Instruksi> Sebutkan semua unsur kebutuhan yang dikemukakan Dr. Zakiyah Darajat dalam teks tentang sumber kejiwaan agama di bawah ini.

Kutipan Teks>

A. Teori Tentang Sumber Kejiwaan Agama
1. Teori Monoistik (Mono=satu)
Teori Monoistik berpendapat, bahwa yang menjadi Sumber Kejiwaan Agama adalah satu sumber kejiwaan.sesuai dengan masanya, Thomas van Aquino mengemukakan bahwa yang menjadi sumber kejiwaan agama itu ialah berfikir. Manusia ber-Tuhan karena manusia menggunakan kemampuan berfikirnya. Kehidupan beragama merupakan refleksi dari kehidupan berfikir manusia itu sendiri. Pandangan semacam ini masih tetap mendapat tempat hingga sekarang dimana para ahli mendewakan rasio sebagai satu-satunya motif yang menjadi sumber agama.
2. Teori Fakulti (Fakulty Theory)
Teori ini berpendapat bahwa tingkah laku manusia itu tidak bersumber pada suatu faktor yang tunggal tetapi terdiri atas beberapa unsure, antara lain yang dianggap memegang peranan penting adalah fungsi cipta (Reason), rasa (Emotion) dan karsa (Will)
Dr. Zakiyah Darajat berpendapat, bahwa pada diri manusia itu terdapat kebutuhan pokok. Beliau mengemukakan, selain dari kebutuhan jasmani dan kebutuhan rohani. Manusiapun mempunyai suatu kebutuhan akan adanya kebutuhan akan keseimbangan dalam kehidupan jiwanya agar tidak mengalami tekanan.
Unsur-unsur kebutuhan yang dikemukakan yaitu :
1) kebutuhan akan rasa kasih sayang
2) kebutuhan akan rasa aman
3) kebutuhan akan rasa harga diri
4) kebutuhan akan rasa bebas
5) kebutuhan akan rasa sukses
6) kebutuhan akan rasa ingin tahu
Menurut Zakityah Darajat, gabungan dari keenam macam kebutuhan tersebut menyebabkan orang memerlukan agama. Melalui agama kebutuhan-kebutuhan tersebut dapat disalurkan. Dengan melaksanakan ajaran agama secara baik, maka kebutuhan akan rasa kasih sayang, rasa aman, rasa harga diri, rasa bebas, rasa sukses dan rasa ingin tahu akan terpenuhi.
B. Timbulnya Jiwa Keagamaan pada Anak
Menurut beberapa ahli, anak dilahirkan bukanlah sebagai mahluk yang religius. Anak yang baru dilahirkan lebih mirip binatang, bahkan mereka mengatakan anak seekor kera lebih bersifat kemanusiaan daripada bayi manusia itu sendiri. Selain itu, ada pula yang berpendapat sebaliknya, bahwa anak sejak dilahirkan telah membawa fitrah keagamaan. Fitrah itu baru berfungsi di kemudian hari melalui proses bimbingan dan latihan setelah berada pada tahap kematangan.

Kumpulan Data>

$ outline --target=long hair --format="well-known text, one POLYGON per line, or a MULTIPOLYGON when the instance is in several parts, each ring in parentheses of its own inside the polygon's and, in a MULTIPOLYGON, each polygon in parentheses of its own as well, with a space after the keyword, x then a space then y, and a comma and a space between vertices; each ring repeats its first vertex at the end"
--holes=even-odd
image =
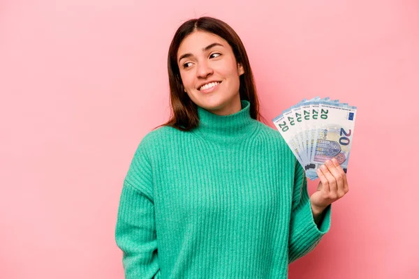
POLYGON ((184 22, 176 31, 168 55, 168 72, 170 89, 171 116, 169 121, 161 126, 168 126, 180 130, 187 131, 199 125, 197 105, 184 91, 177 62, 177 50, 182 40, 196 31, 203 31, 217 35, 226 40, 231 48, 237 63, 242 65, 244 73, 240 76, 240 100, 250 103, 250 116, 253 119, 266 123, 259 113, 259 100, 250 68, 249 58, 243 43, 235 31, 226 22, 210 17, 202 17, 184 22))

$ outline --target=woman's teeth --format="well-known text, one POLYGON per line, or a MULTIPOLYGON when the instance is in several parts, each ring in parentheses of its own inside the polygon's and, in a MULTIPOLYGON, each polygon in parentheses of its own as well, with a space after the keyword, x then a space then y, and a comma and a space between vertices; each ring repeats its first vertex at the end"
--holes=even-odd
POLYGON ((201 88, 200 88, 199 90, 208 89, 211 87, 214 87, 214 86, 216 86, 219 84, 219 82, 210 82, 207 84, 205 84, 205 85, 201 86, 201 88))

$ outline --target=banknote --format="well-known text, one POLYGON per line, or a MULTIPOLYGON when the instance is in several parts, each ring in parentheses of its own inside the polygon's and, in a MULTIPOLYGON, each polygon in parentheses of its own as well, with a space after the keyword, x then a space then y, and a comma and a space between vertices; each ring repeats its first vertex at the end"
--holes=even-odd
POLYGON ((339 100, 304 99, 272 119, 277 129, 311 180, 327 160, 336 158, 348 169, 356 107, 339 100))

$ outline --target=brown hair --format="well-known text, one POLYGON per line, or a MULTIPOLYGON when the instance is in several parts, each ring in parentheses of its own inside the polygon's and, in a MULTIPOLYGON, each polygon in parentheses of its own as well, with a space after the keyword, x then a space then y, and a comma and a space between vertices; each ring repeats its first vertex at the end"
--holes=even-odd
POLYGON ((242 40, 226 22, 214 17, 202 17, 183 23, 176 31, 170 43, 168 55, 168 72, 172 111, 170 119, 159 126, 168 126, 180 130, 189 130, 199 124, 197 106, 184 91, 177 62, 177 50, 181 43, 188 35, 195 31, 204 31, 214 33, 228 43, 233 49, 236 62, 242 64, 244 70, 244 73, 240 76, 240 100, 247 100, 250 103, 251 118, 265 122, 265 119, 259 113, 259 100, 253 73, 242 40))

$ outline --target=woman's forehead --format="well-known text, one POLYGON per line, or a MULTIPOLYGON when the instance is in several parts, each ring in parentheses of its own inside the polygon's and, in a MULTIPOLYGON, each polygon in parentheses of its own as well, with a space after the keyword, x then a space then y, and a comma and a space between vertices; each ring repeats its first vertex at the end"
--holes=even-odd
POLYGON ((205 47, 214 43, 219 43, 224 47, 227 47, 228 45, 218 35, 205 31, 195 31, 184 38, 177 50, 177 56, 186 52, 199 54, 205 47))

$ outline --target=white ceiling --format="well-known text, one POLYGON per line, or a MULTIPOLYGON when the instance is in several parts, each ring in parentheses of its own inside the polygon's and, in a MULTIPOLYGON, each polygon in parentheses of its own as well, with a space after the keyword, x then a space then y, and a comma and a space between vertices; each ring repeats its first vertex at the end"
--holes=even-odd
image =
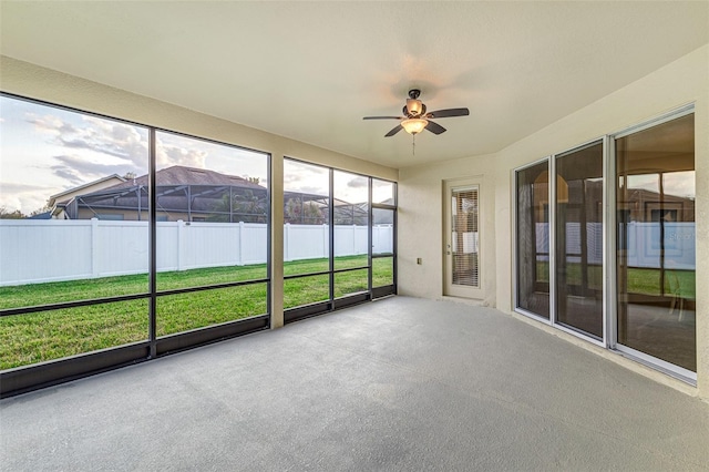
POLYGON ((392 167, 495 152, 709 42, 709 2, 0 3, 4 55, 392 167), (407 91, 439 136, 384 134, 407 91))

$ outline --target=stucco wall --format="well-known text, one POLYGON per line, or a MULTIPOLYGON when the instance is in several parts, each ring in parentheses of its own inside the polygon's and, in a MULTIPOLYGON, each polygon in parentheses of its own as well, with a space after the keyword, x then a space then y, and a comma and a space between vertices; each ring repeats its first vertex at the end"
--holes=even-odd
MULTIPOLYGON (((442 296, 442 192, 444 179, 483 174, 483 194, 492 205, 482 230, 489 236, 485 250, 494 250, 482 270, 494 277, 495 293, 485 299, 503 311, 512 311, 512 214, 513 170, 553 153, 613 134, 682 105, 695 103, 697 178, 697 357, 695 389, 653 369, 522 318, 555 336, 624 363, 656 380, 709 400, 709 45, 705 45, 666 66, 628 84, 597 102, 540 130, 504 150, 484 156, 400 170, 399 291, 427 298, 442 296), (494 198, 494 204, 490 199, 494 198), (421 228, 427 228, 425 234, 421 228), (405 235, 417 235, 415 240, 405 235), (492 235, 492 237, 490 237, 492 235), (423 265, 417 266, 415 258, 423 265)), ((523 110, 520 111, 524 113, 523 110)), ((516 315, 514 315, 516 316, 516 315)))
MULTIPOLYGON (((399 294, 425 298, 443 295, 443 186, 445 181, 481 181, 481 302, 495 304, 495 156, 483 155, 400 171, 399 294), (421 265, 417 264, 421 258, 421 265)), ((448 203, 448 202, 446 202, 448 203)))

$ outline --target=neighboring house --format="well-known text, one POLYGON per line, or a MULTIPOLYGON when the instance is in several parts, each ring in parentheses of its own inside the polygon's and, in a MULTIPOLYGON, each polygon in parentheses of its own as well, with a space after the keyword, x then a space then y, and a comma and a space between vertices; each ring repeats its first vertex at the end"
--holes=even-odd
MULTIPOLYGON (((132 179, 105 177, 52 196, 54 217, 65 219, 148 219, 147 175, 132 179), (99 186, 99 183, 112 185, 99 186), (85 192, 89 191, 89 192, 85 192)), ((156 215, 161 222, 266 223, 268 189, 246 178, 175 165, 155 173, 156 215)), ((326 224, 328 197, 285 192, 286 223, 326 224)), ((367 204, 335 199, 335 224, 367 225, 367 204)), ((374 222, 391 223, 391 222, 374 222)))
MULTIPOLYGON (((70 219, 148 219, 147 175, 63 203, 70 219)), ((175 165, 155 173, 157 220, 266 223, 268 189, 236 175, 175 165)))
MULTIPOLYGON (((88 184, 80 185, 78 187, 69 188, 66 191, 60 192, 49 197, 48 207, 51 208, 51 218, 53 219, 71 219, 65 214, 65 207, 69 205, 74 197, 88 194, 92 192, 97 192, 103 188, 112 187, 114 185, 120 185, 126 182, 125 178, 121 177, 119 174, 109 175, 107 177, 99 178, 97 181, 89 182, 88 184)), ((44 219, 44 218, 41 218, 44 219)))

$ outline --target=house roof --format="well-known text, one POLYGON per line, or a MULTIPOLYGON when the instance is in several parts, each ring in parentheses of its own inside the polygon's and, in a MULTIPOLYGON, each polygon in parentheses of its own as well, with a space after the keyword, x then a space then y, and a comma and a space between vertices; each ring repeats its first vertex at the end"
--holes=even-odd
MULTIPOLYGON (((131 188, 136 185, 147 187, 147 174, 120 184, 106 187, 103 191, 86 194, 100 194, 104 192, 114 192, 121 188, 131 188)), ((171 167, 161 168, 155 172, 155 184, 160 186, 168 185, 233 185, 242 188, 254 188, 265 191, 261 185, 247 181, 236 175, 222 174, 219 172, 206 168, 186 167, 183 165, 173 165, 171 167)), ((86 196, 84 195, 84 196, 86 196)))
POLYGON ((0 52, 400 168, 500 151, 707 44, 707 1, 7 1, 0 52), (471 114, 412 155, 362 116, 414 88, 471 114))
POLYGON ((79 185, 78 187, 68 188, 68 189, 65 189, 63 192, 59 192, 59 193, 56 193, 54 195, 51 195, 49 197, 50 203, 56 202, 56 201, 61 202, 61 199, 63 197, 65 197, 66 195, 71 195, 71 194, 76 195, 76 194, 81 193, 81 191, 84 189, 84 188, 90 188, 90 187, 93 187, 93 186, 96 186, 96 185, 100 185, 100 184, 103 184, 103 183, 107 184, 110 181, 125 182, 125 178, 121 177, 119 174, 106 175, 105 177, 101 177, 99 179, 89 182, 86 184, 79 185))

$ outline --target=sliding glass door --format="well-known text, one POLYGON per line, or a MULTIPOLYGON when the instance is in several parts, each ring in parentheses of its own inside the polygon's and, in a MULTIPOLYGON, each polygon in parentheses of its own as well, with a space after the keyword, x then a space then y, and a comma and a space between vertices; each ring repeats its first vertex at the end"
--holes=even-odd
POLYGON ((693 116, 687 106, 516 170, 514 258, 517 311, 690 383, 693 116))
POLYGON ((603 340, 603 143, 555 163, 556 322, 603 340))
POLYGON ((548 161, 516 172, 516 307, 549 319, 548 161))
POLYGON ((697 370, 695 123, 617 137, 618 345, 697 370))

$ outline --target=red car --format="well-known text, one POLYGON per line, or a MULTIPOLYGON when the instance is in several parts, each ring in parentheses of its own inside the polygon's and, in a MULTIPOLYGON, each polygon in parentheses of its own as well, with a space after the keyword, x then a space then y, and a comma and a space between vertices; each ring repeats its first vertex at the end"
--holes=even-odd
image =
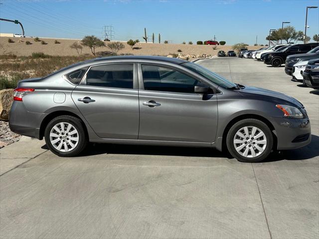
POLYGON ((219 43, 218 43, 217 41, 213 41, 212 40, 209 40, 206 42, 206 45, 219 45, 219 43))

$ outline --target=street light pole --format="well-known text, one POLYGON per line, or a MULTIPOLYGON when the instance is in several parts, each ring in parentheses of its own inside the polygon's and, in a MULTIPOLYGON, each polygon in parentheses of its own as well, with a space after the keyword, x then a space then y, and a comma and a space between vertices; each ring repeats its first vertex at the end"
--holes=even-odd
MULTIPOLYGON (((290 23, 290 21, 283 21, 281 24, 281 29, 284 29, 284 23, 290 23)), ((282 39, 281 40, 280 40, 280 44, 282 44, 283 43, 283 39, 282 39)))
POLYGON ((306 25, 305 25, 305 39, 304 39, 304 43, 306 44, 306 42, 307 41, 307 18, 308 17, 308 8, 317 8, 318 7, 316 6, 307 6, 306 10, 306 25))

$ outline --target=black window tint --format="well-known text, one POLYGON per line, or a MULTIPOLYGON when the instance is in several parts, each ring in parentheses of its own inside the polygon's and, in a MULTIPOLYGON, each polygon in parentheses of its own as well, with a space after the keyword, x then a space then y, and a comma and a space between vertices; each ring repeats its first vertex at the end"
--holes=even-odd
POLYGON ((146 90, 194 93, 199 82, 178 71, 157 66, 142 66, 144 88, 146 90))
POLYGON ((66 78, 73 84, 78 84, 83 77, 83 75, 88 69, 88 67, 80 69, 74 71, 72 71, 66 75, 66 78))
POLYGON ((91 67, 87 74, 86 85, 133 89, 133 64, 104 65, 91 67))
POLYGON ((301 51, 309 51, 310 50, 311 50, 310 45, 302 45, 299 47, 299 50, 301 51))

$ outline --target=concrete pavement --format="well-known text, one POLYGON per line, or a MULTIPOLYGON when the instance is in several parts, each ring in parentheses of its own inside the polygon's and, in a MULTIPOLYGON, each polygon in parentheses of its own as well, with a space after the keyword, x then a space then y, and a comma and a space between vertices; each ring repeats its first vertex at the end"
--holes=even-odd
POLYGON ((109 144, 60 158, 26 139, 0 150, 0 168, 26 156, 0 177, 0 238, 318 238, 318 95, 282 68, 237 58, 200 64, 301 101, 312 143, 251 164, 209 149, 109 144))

Jawaban Tugas> Keenam unsur kebutuhan tersebut adalah kebutuhan akan rasa kasih sayang, kebutuhan akan rasa aman, kebutuhan akan rasa harga diri, kebutuhan akan rasa bebas, kebutuhan akan rasa sukses, dan kebutuhan akan rasa ingin tahu.